Eva, victime double de violences sexuelles: ““J’ai été déshumanisée, humiliée, manipulée””

Sarah Moran Garcia

Elles ont connu l’effroi dans des villes différentes, à des moments et à des âges différents, mais Laura, Céline, Eva et Virginie subissent encore des violences, longtemps après leur agression sexuelle. Médecins, centres d’aide, police, justice, elles se sont heurtées et se heurtent encore quotidiennement à des murs.

Après Céline et Virginie, nous avons discuté avec Eva. Elle a aujourd’hui 42 ans. Son violeur, elle le connaissait très bien, puisqu’il s’agissait de l’homme qui partageait sa vie. Les agressions sexuelles dont elle a été victime a engendré chez elle un stress post-traumatique. “Quand tu es en couple avec la personne, c’est très difficile de se rendre compte”, commente-t-elle.

Je n’étais pas rassurée à l’idée de me retrouver dans un bureau, porte close, avec un homme. Mais j’étais malheureusement trop sous le choc pour exprimer mon ressenti.

Contrairement à certaines victimes, après s’être rendu compte qu’elle avait été violée, Eva a très vite porté plainte. Au commissariat, elle a été auditionnée par un premier policier. Bien qu’il se soit montré à l’écoute et compréhensif, elle a été profondément mal à l’aise. “Je n’étais pas rassurée à l’idée de me retrouver dans un bureau, porte close, avec un homme. Mais j’étais malheureusement trop sous le choc pour exprimer mon ressenti”, se souvient-elle. De plus, il était néerlandophone, elle, est francophone.

Elle a été entendue une seconde fois, toujours par un policier, qui l’a “totalement déshumanisée, humiliée, manipulée et victimisée”. Elle a fini par également porter plainte contre cet homme qui ne l’a pas écoutée et comprise.

Traitement “dégradant et inhumain”

À l’instar de Céline, dont nous vous avions partagé le témoignage il y a quelques jours, son dossier a été classé sans suite. Mais Eva n’a même pas été prévenue. Elle dénonce le laxisme de la justice, qui “n’a jamais ouvert d’enquête digne de ce nom”. D’après elle, l’enquête a seulement consisté en “une analyse superficielle de quelques messages, de deux auditions de [son] agresseur, et de deux auditions [d’elle]”.

Malgré le classement sans suite, elle a continué à se battre. Mais, au bout de quinze mois d’attente, son dossier a une nouvelle fois été classé sans suite, et ce, “sans effectuer les devoirs d’enquête demandés par mon avocate”. Cela fait aujourd’hui près de cinq ans qu’Eva a déposé sa plainte. La façon dont elle a été traitée est pour elle “dégradant et inhumain”, elle ajoute qu’il s’agit “d’une violation de [ses] droits de victime et citoyenne”.

Je ne sais pas à quel point mon viol a eu, et aura encore, des répercussions sur mon fils.

|---|

(EXERCICE COURT 1): Recopiez à l'identique les lignes des entrées, en commençant par celle qui contient "--target=eroded hillside --mode=segment" et en terminant par celle qui contient "[[[156,22],[180,23],[188,11],[246,15],[256,19],[255,0],[107,0]]]".
(EXERCICE COURT 2): Poursuivez, s'il vous plaît, l'article sur le témoignage d'Eva à partir de l'endroit où il s'arrête.

(MATÉRIEL FOURNI):
|---|

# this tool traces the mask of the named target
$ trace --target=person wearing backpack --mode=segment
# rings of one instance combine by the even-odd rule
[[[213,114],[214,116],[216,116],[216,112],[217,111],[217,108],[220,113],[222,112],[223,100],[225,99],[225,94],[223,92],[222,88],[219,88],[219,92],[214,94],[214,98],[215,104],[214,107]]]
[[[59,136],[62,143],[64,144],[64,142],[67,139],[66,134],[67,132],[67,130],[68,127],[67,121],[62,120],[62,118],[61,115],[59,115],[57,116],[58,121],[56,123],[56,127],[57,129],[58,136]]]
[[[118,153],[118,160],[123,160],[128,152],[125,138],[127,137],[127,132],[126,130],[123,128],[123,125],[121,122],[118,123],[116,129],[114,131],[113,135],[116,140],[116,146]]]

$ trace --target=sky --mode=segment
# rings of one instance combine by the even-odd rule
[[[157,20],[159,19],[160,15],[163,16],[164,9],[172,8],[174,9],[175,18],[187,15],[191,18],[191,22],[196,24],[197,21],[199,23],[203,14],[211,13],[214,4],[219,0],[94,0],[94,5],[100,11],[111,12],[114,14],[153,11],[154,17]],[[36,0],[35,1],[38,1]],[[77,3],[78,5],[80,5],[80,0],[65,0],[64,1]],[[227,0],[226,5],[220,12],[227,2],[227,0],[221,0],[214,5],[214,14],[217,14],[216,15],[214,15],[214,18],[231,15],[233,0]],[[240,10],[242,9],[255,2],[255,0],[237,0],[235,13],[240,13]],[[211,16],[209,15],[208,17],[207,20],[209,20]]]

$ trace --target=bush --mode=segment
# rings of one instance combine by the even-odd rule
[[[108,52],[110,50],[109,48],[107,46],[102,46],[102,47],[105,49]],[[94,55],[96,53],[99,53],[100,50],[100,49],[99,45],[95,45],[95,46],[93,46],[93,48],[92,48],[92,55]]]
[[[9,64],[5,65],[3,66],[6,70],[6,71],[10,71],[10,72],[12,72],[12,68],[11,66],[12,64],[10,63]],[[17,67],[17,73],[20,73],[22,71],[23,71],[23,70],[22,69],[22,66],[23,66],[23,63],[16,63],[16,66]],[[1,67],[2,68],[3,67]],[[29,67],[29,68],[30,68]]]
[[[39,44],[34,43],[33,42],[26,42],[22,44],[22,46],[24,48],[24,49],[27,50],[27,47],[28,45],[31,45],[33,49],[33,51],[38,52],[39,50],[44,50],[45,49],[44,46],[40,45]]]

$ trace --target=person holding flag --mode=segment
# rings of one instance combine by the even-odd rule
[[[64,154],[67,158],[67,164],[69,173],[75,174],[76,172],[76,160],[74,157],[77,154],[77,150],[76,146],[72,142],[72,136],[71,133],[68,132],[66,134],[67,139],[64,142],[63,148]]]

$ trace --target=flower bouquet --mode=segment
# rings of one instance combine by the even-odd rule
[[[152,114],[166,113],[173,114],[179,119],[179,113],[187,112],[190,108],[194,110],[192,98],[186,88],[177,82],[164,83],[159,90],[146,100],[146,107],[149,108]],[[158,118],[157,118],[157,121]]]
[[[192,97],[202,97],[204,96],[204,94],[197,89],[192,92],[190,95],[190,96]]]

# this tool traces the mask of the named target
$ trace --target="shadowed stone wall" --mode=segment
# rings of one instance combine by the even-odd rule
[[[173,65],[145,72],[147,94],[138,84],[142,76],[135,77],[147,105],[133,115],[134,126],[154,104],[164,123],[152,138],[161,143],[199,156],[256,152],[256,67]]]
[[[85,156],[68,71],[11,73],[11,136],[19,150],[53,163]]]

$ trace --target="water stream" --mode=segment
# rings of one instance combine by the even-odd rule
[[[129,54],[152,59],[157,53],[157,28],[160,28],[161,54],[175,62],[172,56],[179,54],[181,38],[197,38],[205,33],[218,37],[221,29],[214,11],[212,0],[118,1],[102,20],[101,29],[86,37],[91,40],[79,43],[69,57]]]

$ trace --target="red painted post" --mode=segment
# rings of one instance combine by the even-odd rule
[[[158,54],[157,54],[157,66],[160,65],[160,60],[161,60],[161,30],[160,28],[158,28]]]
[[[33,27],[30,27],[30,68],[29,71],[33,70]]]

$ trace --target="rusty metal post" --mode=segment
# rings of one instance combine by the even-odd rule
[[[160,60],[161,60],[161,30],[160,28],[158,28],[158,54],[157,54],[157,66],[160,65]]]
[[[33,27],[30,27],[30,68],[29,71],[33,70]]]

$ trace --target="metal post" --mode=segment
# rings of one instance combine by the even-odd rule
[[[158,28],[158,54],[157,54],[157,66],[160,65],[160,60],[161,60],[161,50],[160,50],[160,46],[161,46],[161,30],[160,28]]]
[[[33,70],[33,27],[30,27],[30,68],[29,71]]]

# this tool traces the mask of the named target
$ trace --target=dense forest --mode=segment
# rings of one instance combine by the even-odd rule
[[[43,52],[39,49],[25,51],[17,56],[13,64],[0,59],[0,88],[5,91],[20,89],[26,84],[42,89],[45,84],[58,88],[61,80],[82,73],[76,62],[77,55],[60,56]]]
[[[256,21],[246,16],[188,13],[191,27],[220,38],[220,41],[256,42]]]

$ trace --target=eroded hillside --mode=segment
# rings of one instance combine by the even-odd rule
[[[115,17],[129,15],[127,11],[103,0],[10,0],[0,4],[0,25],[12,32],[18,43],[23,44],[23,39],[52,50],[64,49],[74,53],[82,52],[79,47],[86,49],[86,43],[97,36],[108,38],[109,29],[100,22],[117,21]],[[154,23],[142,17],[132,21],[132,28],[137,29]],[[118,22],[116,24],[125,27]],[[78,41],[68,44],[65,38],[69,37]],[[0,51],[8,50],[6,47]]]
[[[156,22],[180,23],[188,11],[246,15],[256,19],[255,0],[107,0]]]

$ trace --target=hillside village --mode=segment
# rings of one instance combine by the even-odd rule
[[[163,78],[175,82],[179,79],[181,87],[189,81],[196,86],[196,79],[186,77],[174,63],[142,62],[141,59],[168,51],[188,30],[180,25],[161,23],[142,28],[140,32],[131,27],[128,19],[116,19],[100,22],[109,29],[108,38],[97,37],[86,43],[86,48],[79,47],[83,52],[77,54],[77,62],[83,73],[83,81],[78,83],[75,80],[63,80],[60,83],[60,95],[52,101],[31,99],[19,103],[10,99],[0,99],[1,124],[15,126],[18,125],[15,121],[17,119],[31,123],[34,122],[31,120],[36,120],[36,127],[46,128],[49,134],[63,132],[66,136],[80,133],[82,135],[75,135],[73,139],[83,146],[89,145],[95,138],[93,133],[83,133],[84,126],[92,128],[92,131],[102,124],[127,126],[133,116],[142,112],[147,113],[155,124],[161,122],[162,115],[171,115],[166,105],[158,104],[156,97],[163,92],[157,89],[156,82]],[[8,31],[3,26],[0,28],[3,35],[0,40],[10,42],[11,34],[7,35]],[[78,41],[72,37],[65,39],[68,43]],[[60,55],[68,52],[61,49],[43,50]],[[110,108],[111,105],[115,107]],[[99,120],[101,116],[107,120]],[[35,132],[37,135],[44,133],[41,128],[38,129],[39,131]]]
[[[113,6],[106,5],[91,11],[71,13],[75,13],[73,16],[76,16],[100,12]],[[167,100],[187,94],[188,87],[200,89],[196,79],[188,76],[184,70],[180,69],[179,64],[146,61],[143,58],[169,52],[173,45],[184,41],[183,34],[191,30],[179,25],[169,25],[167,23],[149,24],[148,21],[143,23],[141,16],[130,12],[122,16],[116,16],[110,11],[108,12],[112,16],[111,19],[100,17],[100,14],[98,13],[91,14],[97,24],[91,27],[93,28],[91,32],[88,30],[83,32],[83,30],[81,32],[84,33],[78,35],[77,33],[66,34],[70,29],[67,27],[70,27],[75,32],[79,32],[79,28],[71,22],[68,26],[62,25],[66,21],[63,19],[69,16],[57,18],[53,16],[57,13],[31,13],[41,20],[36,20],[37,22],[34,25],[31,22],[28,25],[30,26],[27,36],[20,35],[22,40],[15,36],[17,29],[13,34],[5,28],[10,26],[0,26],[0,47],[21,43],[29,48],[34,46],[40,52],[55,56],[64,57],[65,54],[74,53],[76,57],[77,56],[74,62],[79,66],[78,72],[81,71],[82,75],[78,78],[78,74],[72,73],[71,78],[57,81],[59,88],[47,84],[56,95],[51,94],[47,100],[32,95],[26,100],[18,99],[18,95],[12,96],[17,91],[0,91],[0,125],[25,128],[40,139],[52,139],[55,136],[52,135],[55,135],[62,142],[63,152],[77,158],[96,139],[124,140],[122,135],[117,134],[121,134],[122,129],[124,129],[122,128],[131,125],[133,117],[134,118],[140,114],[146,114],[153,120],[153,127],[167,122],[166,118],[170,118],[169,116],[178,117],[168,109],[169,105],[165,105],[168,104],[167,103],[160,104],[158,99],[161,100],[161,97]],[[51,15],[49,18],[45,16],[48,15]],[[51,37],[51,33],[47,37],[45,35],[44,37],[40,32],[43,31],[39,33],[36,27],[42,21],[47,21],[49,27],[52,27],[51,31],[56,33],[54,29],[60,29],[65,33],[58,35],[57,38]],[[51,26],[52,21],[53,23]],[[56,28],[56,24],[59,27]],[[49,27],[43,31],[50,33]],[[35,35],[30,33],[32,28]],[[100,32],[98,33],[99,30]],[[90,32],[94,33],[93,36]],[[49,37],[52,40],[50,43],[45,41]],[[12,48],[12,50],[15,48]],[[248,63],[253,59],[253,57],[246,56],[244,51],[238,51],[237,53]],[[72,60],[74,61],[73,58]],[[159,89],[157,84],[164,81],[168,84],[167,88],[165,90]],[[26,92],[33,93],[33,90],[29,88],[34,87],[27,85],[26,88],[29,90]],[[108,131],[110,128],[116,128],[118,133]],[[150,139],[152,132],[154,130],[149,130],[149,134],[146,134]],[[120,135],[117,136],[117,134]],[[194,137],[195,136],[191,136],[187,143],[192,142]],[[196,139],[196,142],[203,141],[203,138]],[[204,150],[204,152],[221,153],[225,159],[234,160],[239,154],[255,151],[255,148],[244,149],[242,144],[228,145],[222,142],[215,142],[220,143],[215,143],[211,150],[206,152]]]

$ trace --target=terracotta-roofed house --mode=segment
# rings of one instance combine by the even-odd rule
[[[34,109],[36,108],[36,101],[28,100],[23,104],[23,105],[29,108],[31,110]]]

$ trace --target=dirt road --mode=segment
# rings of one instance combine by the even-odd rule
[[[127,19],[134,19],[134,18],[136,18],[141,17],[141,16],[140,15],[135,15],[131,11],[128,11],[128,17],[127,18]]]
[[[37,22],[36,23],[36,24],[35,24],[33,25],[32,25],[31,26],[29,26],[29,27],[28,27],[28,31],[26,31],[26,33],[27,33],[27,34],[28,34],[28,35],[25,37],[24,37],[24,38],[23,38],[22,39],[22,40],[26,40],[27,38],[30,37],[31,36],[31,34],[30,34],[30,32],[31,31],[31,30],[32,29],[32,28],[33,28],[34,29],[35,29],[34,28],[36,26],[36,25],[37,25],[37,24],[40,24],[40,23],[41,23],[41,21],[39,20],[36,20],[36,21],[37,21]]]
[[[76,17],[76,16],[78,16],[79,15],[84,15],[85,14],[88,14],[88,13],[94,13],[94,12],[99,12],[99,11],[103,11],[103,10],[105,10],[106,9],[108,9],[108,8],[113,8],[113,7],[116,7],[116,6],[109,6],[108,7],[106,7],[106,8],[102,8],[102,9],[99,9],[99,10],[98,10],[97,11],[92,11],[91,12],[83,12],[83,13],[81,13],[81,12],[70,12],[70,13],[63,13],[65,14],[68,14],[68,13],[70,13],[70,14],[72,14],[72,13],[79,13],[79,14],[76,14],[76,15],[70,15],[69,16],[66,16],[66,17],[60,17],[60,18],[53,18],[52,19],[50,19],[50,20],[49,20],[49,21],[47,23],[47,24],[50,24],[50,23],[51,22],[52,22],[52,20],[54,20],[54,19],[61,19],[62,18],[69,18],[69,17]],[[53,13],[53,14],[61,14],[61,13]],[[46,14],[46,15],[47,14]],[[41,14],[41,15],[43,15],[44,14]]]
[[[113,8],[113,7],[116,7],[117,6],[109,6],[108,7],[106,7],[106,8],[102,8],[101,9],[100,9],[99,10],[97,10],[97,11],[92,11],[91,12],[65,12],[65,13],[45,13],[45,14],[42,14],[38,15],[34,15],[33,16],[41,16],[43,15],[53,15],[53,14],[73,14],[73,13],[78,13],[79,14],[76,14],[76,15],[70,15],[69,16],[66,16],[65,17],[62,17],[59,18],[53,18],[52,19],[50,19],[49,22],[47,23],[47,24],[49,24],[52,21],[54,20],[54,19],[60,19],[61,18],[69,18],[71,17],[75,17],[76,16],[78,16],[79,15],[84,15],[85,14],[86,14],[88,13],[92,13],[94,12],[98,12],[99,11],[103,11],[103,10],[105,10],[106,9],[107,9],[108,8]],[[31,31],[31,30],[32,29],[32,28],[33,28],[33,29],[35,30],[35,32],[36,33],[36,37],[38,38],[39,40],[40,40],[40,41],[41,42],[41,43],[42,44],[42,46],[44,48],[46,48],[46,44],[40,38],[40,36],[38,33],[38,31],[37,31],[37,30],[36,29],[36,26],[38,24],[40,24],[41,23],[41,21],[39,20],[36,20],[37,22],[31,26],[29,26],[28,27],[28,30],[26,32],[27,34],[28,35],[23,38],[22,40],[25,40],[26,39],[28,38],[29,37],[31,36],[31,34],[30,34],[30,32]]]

|---|

(RÉPONSE 1):
$ trace --target=eroded hillside --mode=segment
# rings of one instance combine by the even-odd rule
[[[115,17],[129,15],[127,11],[103,0],[10,0],[0,4],[0,25],[12,32],[18,43],[23,44],[23,39],[52,50],[64,49],[74,53],[82,52],[79,47],[86,49],[86,43],[97,36],[108,38],[109,29],[100,22],[117,21]],[[154,23],[142,17],[132,21],[132,28],[137,29]],[[118,22],[116,24],[125,27]],[[78,41],[68,44],[65,38],[69,37]],[[0,51],[8,50],[6,47]]]
[[[156,22],[180,23],[188,11],[246,15],[256,19],[255,0],[107,0]]]

(RÉPONSE 2):
Son fils, une victime collatérale

Nous l’évoquions plus haut, Eva a développé un syndrome de stress post-traumatique. Mais elle n’a pas été crue. Le psychiatre qui l’a suivie ne comprenait pas qu’elle soit “traumatisée à ce point”, puisque l’agresseur était son ex-compagnon. Deux psychologues ont également fait preuve de violences psychologiques à son égard. “L’une se disait formée aux abus sexuels tout en remettant en question ce que j’avais vécu. L’autre m’a dit qu’elle avait l’impression d’avoir à aider une victime de violences conjugales à vivre dans de meilleures conditions avec son bourreau, alors que je n’étais plus avec lui depuis que j’étais sortie de mon black-out”, explique la mère de famille.

Elle n’est pas la seule victime, dans cette histoire. À l’époque des faits, elle avait un petit garçon. Aujourd’hui, il est presque devenu adolescent, et est, bien malgré lui, une victime collatérale “qui grandit avec une mère traumatisée”. Eva a tout fait pour lui épargner son traumatisme, il ne sait d’ailleurs rien de ce qu’il s’est passé avec l’ancien compagnon de sa mère, “mais il y a des choses qui ne passent pas par le rationne, et la parole, et je ne sais pas à quel point cela a eu, et aura encore, des répercussions sur sa personne”.

Mauvaise expérience auprès du CPVS

En Belgique, il existe des centres de prise en charge des violences sexuelles (CPVS). Au nombre de dix, ils offrent gratuitement des soins multidisciplinaires à toutes les victimes d’agression sexuelle, sans distinction de genre, d’âge, d’ethnie, d’orientation. “Le CPVS résulte de la collaboration entre l’hôpital, le parquet et la police, qui sont les trois partenaires primaires du CPVS, sous la coupole de l’Institut pour l’Égalité des Femmes et des Hommes”, précise Mélody Peusens, infirmière légiste au centre de Liège.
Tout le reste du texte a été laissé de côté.